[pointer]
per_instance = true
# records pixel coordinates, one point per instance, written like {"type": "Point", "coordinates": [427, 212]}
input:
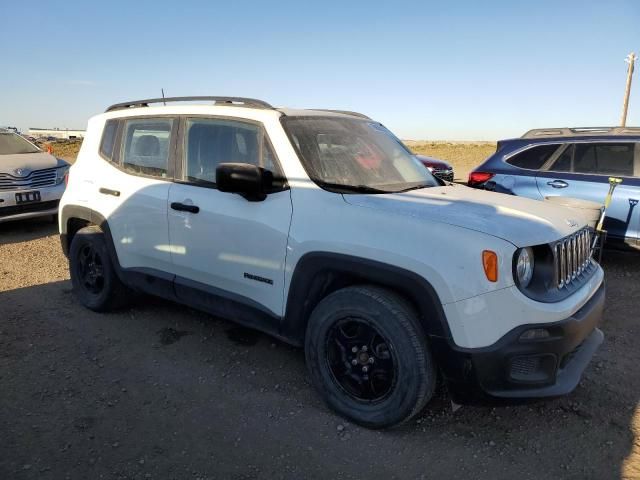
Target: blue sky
{"type": "Point", "coordinates": [428, 70]}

════

▸ STATED EXERCISE
Rewrite the records above as a two-column CSV with the headers text and answer, giving one row per record. Put each record's text and its answer in their own quoted fields, replace any line breaks with spaces, and leave out the pictures.

▸ RESULT BELOW
text,answer
"[pointer] per_instance = true # records pixel coordinates, one point per instance, written like {""type"": ""Point"", ""coordinates"": [427, 212]} input: Target: blue sky","{""type"": ""Point"", ""coordinates"": [428, 70]}"